Work task: Retyped exactly and without pictures, the lines from the one with "of the mast" through the end of the listing must form the entire answer.
** Opening Entries shown block **
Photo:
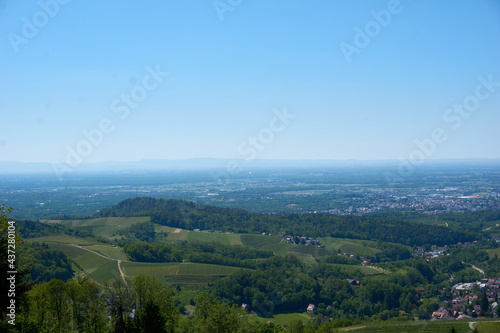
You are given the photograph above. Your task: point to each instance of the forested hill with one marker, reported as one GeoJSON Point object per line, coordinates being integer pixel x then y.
{"type": "Point", "coordinates": [190, 215]}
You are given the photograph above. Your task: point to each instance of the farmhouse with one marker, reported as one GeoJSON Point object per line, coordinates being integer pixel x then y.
{"type": "Point", "coordinates": [311, 308]}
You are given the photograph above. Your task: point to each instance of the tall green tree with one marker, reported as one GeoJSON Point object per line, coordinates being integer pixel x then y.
{"type": "Point", "coordinates": [12, 298]}
{"type": "Point", "coordinates": [154, 305]}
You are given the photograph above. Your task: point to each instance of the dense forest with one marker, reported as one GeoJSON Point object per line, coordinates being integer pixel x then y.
{"type": "Point", "coordinates": [52, 298]}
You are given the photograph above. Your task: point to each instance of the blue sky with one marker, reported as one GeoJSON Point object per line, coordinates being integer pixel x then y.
{"type": "Point", "coordinates": [228, 78]}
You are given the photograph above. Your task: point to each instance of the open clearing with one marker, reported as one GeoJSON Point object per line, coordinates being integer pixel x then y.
{"type": "Point", "coordinates": [350, 246]}
{"type": "Point", "coordinates": [105, 226]}
{"type": "Point", "coordinates": [411, 326]}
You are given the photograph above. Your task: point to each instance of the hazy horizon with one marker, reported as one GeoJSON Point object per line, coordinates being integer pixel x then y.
{"type": "Point", "coordinates": [170, 80]}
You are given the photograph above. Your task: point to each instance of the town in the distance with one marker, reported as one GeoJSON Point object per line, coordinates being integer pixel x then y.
{"type": "Point", "coordinates": [269, 249]}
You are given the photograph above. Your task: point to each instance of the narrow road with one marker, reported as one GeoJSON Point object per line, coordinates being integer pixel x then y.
{"type": "Point", "coordinates": [478, 269]}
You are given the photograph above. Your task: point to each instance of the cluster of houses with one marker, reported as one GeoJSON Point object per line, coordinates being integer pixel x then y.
{"type": "Point", "coordinates": [462, 307]}
{"type": "Point", "coordinates": [436, 252]}
{"type": "Point", "coordinates": [308, 241]}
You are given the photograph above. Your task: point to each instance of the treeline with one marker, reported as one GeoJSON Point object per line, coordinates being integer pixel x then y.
{"type": "Point", "coordinates": [81, 305]}
{"type": "Point", "coordinates": [45, 264]}
{"type": "Point", "coordinates": [284, 284]}
{"type": "Point", "coordinates": [190, 215]}
{"type": "Point", "coordinates": [33, 229]}
{"type": "Point", "coordinates": [199, 252]}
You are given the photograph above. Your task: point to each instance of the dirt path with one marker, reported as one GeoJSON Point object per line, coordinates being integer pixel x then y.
{"type": "Point", "coordinates": [106, 257]}
{"type": "Point", "coordinates": [478, 269]}
{"type": "Point", "coordinates": [121, 272]}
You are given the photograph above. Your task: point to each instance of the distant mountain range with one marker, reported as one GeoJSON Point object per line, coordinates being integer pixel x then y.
{"type": "Point", "coordinates": [7, 167]}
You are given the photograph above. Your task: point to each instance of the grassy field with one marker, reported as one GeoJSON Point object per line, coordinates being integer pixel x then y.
{"type": "Point", "coordinates": [226, 239]}
{"type": "Point", "coordinates": [182, 235]}
{"type": "Point", "coordinates": [366, 270]}
{"type": "Point", "coordinates": [285, 318]}
{"type": "Point", "coordinates": [105, 274]}
{"type": "Point", "coordinates": [268, 243]}
{"type": "Point", "coordinates": [136, 268]}
{"type": "Point", "coordinates": [493, 252]}
{"type": "Point", "coordinates": [63, 240]}
{"type": "Point", "coordinates": [206, 269]}
{"type": "Point", "coordinates": [350, 246]}
{"type": "Point", "coordinates": [179, 273]}
{"type": "Point", "coordinates": [444, 326]}
{"type": "Point", "coordinates": [90, 261]}
{"type": "Point", "coordinates": [71, 251]}
{"type": "Point", "coordinates": [106, 226]}
{"type": "Point", "coordinates": [108, 251]}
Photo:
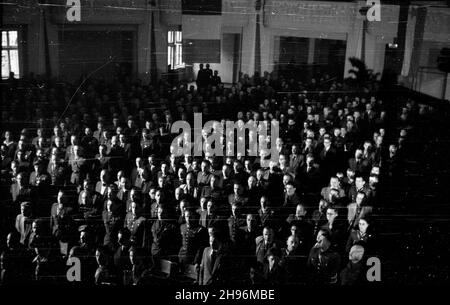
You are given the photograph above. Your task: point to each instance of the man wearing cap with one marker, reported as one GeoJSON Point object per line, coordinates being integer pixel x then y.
{"type": "Point", "coordinates": [323, 261]}
{"type": "Point", "coordinates": [354, 273]}
{"type": "Point", "coordinates": [194, 238]}
{"type": "Point", "coordinates": [165, 236]}
{"type": "Point", "coordinates": [135, 223]}
{"type": "Point", "coordinates": [24, 222]}
{"type": "Point", "coordinates": [113, 216]}
{"type": "Point", "coordinates": [235, 222]}
{"type": "Point", "coordinates": [78, 166]}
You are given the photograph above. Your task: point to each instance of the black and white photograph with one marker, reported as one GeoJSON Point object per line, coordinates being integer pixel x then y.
{"type": "Point", "coordinates": [225, 151]}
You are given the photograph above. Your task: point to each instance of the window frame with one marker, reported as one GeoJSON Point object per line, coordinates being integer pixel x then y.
{"type": "Point", "coordinates": [17, 48]}
{"type": "Point", "coordinates": [175, 49]}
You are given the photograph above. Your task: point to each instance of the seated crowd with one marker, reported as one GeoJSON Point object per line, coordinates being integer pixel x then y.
{"type": "Point", "coordinates": [96, 177]}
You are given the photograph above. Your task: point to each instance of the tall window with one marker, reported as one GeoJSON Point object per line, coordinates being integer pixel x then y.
{"type": "Point", "coordinates": [175, 49]}
{"type": "Point", "coordinates": [10, 54]}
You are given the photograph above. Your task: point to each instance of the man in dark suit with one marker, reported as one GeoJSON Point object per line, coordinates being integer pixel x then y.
{"type": "Point", "coordinates": [121, 258]}
{"type": "Point", "coordinates": [20, 191]}
{"type": "Point", "coordinates": [135, 223]}
{"type": "Point", "coordinates": [215, 263]}
{"type": "Point", "coordinates": [238, 195]}
{"type": "Point", "coordinates": [209, 217]}
{"type": "Point", "coordinates": [296, 160]}
{"type": "Point", "coordinates": [235, 222]}
{"type": "Point", "coordinates": [308, 179]}
{"type": "Point", "coordinates": [291, 199]}
{"type": "Point", "coordinates": [194, 238]}
{"type": "Point", "coordinates": [165, 235]}
{"type": "Point", "coordinates": [358, 164]}
{"type": "Point", "coordinates": [263, 244]}
{"type": "Point", "coordinates": [24, 222]}
{"type": "Point", "coordinates": [57, 171]}
{"type": "Point", "coordinates": [212, 190]}
{"type": "Point", "coordinates": [323, 261]}
{"type": "Point", "coordinates": [78, 166]}
{"type": "Point", "coordinates": [327, 157]}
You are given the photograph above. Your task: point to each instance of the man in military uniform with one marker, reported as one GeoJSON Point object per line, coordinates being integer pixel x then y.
{"type": "Point", "coordinates": [323, 261]}
{"type": "Point", "coordinates": [112, 219]}
{"type": "Point", "coordinates": [264, 243]}
{"type": "Point", "coordinates": [165, 235]}
{"type": "Point", "coordinates": [57, 171]}
{"type": "Point", "coordinates": [235, 222]}
{"type": "Point", "coordinates": [136, 224]}
{"type": "Point", "coordinates": [78, 165]}
{"type": "Point", "coordinates": [194, 238]}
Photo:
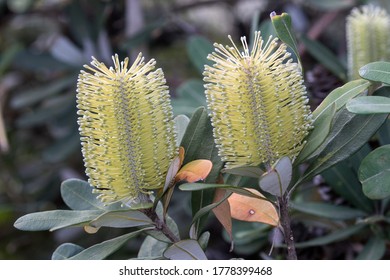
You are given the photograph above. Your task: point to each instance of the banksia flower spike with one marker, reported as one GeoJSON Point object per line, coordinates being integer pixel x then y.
{"type": "Point", "coordinates": [126, 127]}
{"type": "Point", "coordinates": [368, 39]}
{"type": "Point", "coordinates": [257, 102]}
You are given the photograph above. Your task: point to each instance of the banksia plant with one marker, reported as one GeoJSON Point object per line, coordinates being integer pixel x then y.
{"type": "Point", "coordinates": [368, 39]}
{"type": "Point", "coordinates": [126, 128]}
{"type": "Point", "coordinates": [257, 101]}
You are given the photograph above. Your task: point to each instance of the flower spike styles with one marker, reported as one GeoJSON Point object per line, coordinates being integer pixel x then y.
{"type": "Point", "coordinates": [126, 128]}
{"type": "Point", "coordinates": [257, 102]}
{"type": "Point", "coordinates": [368, 39]}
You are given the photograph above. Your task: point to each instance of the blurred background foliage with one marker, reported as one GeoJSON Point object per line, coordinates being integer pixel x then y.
{"type": "Point", "coordinates": [45, 43]}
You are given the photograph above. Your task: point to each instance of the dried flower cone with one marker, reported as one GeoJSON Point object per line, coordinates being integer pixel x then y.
{"type": "Point", "coordinates": [257, 102]}
{"type": "Point", "coordinates": [126, 128]}
{"type": "Point", "coordinates": [368, 37]}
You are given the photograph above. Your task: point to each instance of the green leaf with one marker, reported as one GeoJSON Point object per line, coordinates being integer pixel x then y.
{"type": "Point", "coordinates": [342, 178]}
{"type": "Point", "coordinates": [78, 195]}
{"type": "Point", "coordinates": [283, 27]}
{"type": "Point", "coordinates": [374, 173]}
{"type": "Point", "coordinates": [66, 251]}
{"type": "Point", "coordinates": [277, 180]}
{"type": "Point", "coordinates": [331, 238]}
{"type": "Point", "coordinates": [151, 249]}
{"type": "Point", "coordinates": [384, 133]}
{"type": "Point", "coordinates": [102, 250]}
{"type": "Point", "coordinates": [245, 171]}
{"type": "Point", "coordinates": [349, 133]}
{"type": "Point", "coordinates": [201, 186]}
{"type": "Point", "coordinates": [374, 249]}
{"type": "Point", "coordinates": [369, 105]}
{"type": "Point", "coordinates": [198, 142]}
{"type": "Point", "coordinates": [198, 48]}
{"type": "Point", "coordinates": [181, 123]}
{"type": "Point", "coordinates": [318, 134]}
{"type": "Point", "coordinates": [325, 57]}
{"type": "Point", "coordinates": [55, 219]}
{"type": "Point", "coordinates": [378, 71]}
{"type": "Point", "coordinates": [121, 219]}
{"type": "Point", "coordinates": [341, 95]}
{"type": "Point", "coordinates": [327, 210]}
{"type": "Point", "coordinates": [185, 250]}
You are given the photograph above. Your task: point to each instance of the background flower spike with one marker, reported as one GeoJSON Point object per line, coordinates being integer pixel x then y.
{"type": "Point", "coordinates": [368, 39]}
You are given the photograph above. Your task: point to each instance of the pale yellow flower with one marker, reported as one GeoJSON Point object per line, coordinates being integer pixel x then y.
{"type": "Point", "coordinates": [257, 102]}
{"type": "Point", "coordinates": [126, 127]}
{"type": "Point", "coordinates": [368, 37]}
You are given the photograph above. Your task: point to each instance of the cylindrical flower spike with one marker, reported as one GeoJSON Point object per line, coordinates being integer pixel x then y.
{"type": "Point", "coordinates": [258, 103]}
{"type": "Point", "coordinates": [126, 127]}
{"type": "Point", "coordinates": [368, 39]}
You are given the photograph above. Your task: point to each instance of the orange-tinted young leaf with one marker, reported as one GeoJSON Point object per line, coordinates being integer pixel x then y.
{"type": "Point", "coordinates": [181, 154]}
{"type": "Point", "coordinates": [222, 211]}
{"type": "Point", "coordinates": [251, 209]}
{"type": "Point", "coordinates": [194, 171]}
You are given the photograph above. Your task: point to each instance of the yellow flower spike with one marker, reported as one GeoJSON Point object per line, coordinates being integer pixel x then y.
{"type": "Point", "coordinates": [368, 39]}
{"type": "Point", "coordinates": [126, 128]}
{"type": "Point", "coordinates": [258, 102]}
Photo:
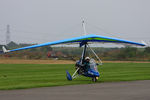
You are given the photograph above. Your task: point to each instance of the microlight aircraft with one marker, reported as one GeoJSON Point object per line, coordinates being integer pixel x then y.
{"type": "Point", "coordinates": [84, 42]}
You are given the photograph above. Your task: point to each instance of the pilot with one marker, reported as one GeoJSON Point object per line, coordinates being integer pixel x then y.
{"type": "Point", "coordinates": [87, 64]}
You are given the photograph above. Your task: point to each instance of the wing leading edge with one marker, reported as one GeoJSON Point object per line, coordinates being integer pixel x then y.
{"type": "Point", "coordinates": [87, 38]}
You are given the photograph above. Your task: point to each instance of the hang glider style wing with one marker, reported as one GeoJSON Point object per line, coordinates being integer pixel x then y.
{"type": "Point", "coordinates": [86, 38]}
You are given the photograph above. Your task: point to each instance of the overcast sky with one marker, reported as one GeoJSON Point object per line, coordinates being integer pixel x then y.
{"type": "Point", "coordinates": [38, 21]}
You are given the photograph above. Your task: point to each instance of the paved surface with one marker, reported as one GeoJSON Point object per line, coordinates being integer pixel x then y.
{"type": "Point", "coordinates": [135, 90]}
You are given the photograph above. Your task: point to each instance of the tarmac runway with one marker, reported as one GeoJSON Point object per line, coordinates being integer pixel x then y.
{"type": "Point", "coordinates": [133, 90]}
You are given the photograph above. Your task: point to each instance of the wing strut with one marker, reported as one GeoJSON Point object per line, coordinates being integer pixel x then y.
{"type": "Point", "coordinates": [95, 55]}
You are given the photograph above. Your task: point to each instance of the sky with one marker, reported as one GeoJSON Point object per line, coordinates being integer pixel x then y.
{"type": "Point", "coordinates": [39, 21]}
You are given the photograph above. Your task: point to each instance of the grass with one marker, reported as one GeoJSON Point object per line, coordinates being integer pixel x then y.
{"type": "Point", "coordinates": [20, 76]}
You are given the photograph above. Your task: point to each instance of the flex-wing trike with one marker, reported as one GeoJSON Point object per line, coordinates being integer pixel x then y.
{"type": "Point", "coordinates": [84, 42]}
{"type": "Point", "coordinates": [80, 66]}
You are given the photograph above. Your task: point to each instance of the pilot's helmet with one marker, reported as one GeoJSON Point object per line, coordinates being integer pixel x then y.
{"type": "Point", "coordinates": [87, 58]}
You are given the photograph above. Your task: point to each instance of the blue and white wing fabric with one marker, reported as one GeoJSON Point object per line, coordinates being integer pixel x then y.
{"type": "Point", "coordinates": [86, 38]}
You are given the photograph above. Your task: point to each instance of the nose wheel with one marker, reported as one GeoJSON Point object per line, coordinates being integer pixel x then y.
{"type": "Point", "coordinates": [94, 79]}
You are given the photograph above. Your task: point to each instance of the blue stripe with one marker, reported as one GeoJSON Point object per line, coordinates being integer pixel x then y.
{"type": "Point", "coordinates": [77, 39]}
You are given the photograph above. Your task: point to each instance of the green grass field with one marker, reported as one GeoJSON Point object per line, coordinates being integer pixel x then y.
{"type": "Point", "coordinates": [19, 76]}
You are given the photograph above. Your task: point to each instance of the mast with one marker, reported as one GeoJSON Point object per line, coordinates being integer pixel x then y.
{"type": "Point", "coordinates": [83, 26]}
{"type": "Point", "coordinates": [85, 44]}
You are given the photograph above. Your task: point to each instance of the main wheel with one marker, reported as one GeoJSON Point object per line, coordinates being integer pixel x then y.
{"type": "Point", "coordinates": [94, 79]}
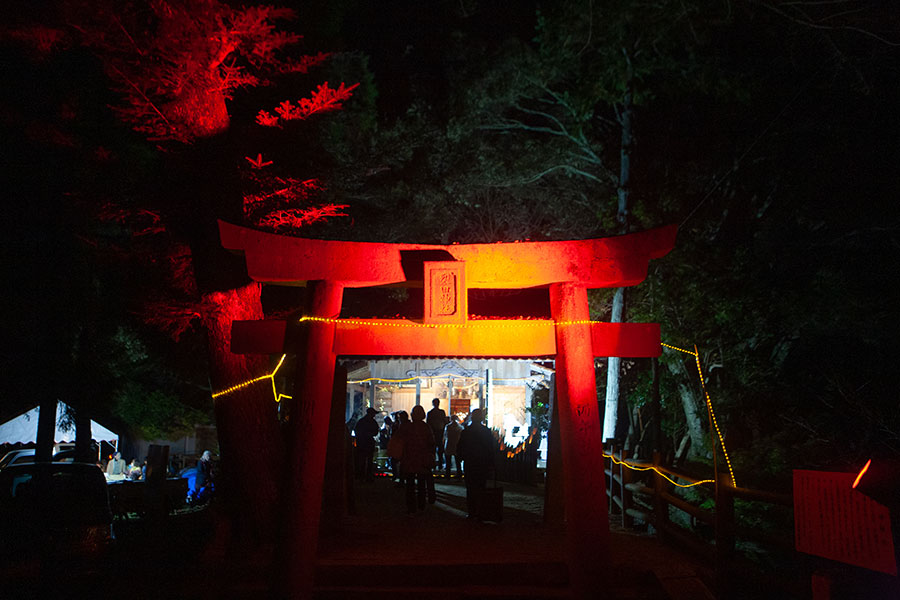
** Closing Entries shown block **
Expected output:
You are given the photograph above. Your task: point to each instance of the mast with one marker, reported as one GeoJSON Point object per line, coordinates being integer pixel x then y.
{"type": "Point", "coordinates": [83, 26]}
{"type": "Point", "coordinates": [85, 44]}
You are given the photograph above. Your task: point to each instance of the main wheel with one marker, reported as one GeoJSON Point object per line, coordinates being integer pixel x then y.
{"type": "Point", "coordinates": [94, 79]}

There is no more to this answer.